▶ **What you should do**: The entries below should be transcribed in their entirety, exactly as written.

▶ **Listed records**:
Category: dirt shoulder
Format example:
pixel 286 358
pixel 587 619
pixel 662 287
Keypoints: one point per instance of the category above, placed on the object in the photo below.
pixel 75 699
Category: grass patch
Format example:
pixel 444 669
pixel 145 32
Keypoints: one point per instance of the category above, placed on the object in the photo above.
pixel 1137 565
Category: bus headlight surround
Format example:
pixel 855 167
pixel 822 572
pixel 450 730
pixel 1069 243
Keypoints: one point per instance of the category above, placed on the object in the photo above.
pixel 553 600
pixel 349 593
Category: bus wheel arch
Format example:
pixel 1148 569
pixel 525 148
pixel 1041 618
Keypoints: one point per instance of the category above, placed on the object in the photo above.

▶ **Problem solution**:
Category: dirt shoulder
Format example:
pixel 286 358
pixel 587 619
pixel 662 287
Keypoints: one point per instance of the category above, placed on the object in the photo below.
pixel 75 699
Category: grass patch
Format example:
pixel 444 669
pixel 145 32
Keypoints: one point per instance of the category above, placed on the object in the photo above.
pixel 1137 565
Category: bus headlight surround
Format example:
pixel 855 167
pixel 822 572
pixel 450 730
pixel 1069 243
Keypoints: one point per instance of the category above, placed on the object in the photo above.
pixel 553 600
pixel 349 593
Category: bus wheel arch
Format example:
pixel 1148 569
pixel 525 148
pixel 1041 618
Keypoints: one point per instance of the category above, placed on the object in the photo above.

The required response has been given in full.